### Le consegne
[A] Riporta testualmente il passo del testo sui driver di dispositivo compreso tra "Per quanto riguarda" e "omogeneo al parent.", estremi inclusi.
[B] Rispondi a queste domande sul testo sui driver di dispositivo:
(i) Quante device-drivers tables ci sono tipicamente come minimo in un sistema?
(ii) Come si chiama l'identificativo unico associato a ogni driver?
(iii) A che cosa serve al driver il minor number?
[C] Scrivi il seguito del testo sui driver di dispositivo, partendo dopo la sua ultima frase.

### Sezione di testo
----------------------------------------

Per risolvere questo problema si utilizza una device-drivers table, ovvero una tabella che registra tutti i driver offerti dal sistema.
È possibile avere più device-drivers tables in un sistema. Tipicamente ne abbiamo almeno due: una che registra tutti i char-device drivers, e una che registra tutti i block-device drivers.
Per quanto riguarda i drivers relativi a strutture dati interne del kernel, come ad esempio i drivers delle dentry, o degli i-nodes, o dei superblocchi, non abbiamo delle tabelle separate in quanto abbiamo per ogni struttura dati un solo possibile driver, in quanto le operazioni contenute nel driver sono FS indpendent.
I drivers possono essere ereditati nel caso in cui creiamo un nuovo oggetto di I/O che si trova nello stesso file system del parent che è omogeneo al parent.
5.1 Major Numbers
Oltre all'utilizzo della device-drivers table, ad ogni driver si associa un unico identificativo, che prende il nome di major number.
Il major number all'interno di una architettura VFS è il codice numerico che associamo ad una specifica istanza di driver. L'indirizzo specifico del driver associato ad un major number viene ottenuto utilizzando la device-drivers table.
In modo dinamico è poi possibile modificare la struttura della device-drivers table, andando ad aggiungere o rimuovere drivers dal sistema.
5.2 Drivers a Istanza Multipla
Notiamo che i drivers devono essere progammati internamente per gestire eventuali situazioni di concorrenza.
Nel caso in cui ho due oggetti diversi di I/O che però vivono nello stesso file system e che sono omegenei, allora questi oggetti di I/O faranno riferimento allo stesso driver. Se ho due thread concorrenti che lavorano su questi oggetti, il driver deve quindi gestire questa situazione di concorrenza.
Possiamo anche avere situazioni in cui il driver è a istanza singola, e quindi non permette di essere utilizzato da più threads. Questa tipologia di drivers però non è scalabile, e quindi viene utilizzata solo nei casi in cui è strettamente necessasrio. Tipicamente i dati che i driver devono toccato sono identificati dall'oggetto di I/O che ha chiamato il driver. A tale fine viene utilizzato il concetto di minor number
5.3 Minor Numbers
Il minor number viene utilizzato dal driver per identificare oggetti di I/O omogenei tra loro. Tramite questo identificativo il driver è poi in grado di capire qual è la sessione di I/O con cui si sta lavorando, e da quella è in grado di scendere e processare i metadati del particolare oggetto con cui stiamo lavorando.

----------------------------------------

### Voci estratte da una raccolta
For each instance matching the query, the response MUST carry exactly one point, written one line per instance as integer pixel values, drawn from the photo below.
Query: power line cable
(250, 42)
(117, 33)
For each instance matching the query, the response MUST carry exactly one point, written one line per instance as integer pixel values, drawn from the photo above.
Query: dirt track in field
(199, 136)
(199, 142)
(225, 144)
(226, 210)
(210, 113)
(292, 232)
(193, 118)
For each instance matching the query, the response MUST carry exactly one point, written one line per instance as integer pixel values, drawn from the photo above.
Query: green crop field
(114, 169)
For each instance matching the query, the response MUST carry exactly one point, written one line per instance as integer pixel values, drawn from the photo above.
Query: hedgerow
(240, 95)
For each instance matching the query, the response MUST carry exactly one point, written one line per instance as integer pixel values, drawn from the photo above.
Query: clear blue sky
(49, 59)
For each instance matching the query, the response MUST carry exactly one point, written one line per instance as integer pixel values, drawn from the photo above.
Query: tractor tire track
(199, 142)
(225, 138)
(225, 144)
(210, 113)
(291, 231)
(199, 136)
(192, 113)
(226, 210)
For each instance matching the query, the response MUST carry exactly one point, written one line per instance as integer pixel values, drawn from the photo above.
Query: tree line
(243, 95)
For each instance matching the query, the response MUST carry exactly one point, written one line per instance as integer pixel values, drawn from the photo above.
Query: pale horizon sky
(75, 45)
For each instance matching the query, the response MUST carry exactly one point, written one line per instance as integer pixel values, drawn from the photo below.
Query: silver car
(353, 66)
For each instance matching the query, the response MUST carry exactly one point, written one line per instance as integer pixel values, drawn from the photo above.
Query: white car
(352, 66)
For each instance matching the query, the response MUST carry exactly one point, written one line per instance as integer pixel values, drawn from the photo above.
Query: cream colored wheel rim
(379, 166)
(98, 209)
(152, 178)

----------------------------------------

### Soluzioni degli esercizi
[A]
Per quanto riguarda i drivers relativi a strutture dati interne del kernel, come ad esempio i drivers delle dentry, o degli i-nodes, o dei superblocchi, non abbiamo delle tabelle separate in quanto abbiamo per ogni struttura dati un solo possibile driver, in quanto le operazioni contenute nel driver sono FS indpendent.
I drivers possono essere ereditati nel caso in cui creiamo un nuovo oggetto di I/O che si trova nello stesso file system del parent che è omogeneo al parent.

[B]
(i) Almeno due: una per tutti i char-device drivers e una per tutti i block-device drivers.
(ii) Major number.
(iii) A identificare oggetti di I/O omogenei tra loro.

[C]
6 Oggetti di I/O
Il VFS di LINUX ci permette di gestire le seguenti tipologie di oggetti di I/O:
Directory
File
Char Device
Block Device
(named) Pipe
A seconda della tipologia di oggetto può essere facile capire il driver da utilizzare per gestire l'oggetto. In particolare per le directories, i files, e le (named) pipes, è molto semplice capire qual è la tipologia di driver da utilizzare.
Per quanto riguarda i char devices e i block devices invece, non è sempre facile capire quali sono i drivers da utilizzare per interagire con il particolare device. Notiamo infatti che un char device è semplicemente visto come uno stream di bytes da cui possiamo leggere o scrivere, mentre un block device è visto come un dispositivo da cui possiamo leggere e scrivere con la granularità del blocco.
6.1 mknod() system call
Tramite il comando shell mknod
siamo in grado di creare un oggetto
di I/O in un punto arbitrario dell'architettura del VFS. La system
call relativa è la seguente
int mknod(const char *pathname, mode_t mode, dev_t dev);
dove,
mode_t mode: specifica i permessi da utilizzare e il tipo di nodo da creare. Possibili valori sono:
S_IFREG, regular file.
S_IFCHR, char device.
S_IFBLK, block device.
S_IFIFO, x.
pathname: specifica il nome dell'oggetto di I/O che sto creando.
dev_t dev: viene visto solamente se specifichiamo S_IFCHR o S_IFBLK nel parametro mode. In questo caso dev viene utilizzato per passare la combinazione i MAJOR e MINOR numbers.
6.2 Device Numbers in x86
In x86 i device numbers sono rappresentati da bit masks, dove MAJOR corrisponde al least significant byte, e MINOR corrisponde al second least significant byte.
Grazie alla macro MKDEV(ma, mi) siamo in grado di compattare le informazioni sul MAJOR/MINOR number in modo corretto all'interno di una struttura dati. Possiamo quindi avere al più 256 MAJOR numbers e 256 MINOR numbers.
L'utilizzo di MAJOR e MINOR numbers è utile solamente nel caso in cui abbiamo oggetti eterogenei ad altri. Nel caso di file normali non ci interessano i MINOR numbers. In generale la gestione dei MINOR numbers viene gestita a descrizione completa del driver.
6.3 Block-device drivers
Le operazioni offerte dai block-device drivers sono molto poche e basilari. Ciascun block-device driver è registrato da un nome e da una tabella di operazioni. Tutti questi block-device drivers sono poi inseriti in un array.
static struct { const char *name; struct block_device_operations *bdops; } blkdevs[MAX_BLKDEV];
Nel file fs/block_devices.c
troviamo le funzioni per registrare e
de-registrare un block device driver
int register_blkdev(unsigned int major, const char *name, struct block_device_operations *bdops); int unregister_blkdev(unsigned int major, const char *name);
La struttura vera e propria dei block-device drivers invece è la seguente
struct block_device_operations { int (*open) (struct inode *, struct file *); int (*release) (struct inode *, struct file *); int (*ioctl) (struct inode *, struct file *, unsigned, unsigned long); int (*check_media_change) (kdev_t); int (*revalidate) (kdev_t); struct module *owner; }
6.4 Char-device drivers
La tabella delle operazioni per i char-device driver è invece molto più ampia e flessibile.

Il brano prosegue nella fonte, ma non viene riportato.